(Point placement records)
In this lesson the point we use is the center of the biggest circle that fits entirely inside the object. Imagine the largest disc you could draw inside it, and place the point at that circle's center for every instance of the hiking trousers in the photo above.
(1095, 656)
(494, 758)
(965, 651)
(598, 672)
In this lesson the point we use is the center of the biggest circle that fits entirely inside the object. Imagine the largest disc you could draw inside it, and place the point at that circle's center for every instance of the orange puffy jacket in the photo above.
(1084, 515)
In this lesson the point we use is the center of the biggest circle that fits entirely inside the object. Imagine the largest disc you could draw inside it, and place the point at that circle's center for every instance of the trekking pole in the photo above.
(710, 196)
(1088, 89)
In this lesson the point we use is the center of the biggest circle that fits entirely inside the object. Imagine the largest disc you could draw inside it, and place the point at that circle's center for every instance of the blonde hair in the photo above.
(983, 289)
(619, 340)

*Goal*
Repeat each entry word for word.

*Task response*
In this lesson the point we use is the center of the biggest circle that fits entirely inside the object. Imagine the largest disc you could draw inside it, and place the point at that circle's center for every instance of the hiking trousers in the photo above.
(1095, 656)
(494, 758)
(965, 651)
(598, 672)
In this lesson the point we use is the center of the biggest circle that fits entirely inside the object. Imagine the largest disc you could draw inside it, and place the point at that circle's center for every instance of the orange puffy jacket in the photo above.
(1084, 515)
In this lesson the point we use is the center of the biggest circle that fits entirely inside the object. Imagine the largest disc you could draw inside it, and place the point at that circle's center for every instance of the trekking pole in the photo above.
(710, 196)
(1088, 89)
In this lesson the point we use is the center of the biggest circle that fits entirely inside the object. Imagine the largest disc you could draw inside it, and place the point at that circle's center for every instance of the blonde hair in the photo above.
(983, 289)
(619, 340)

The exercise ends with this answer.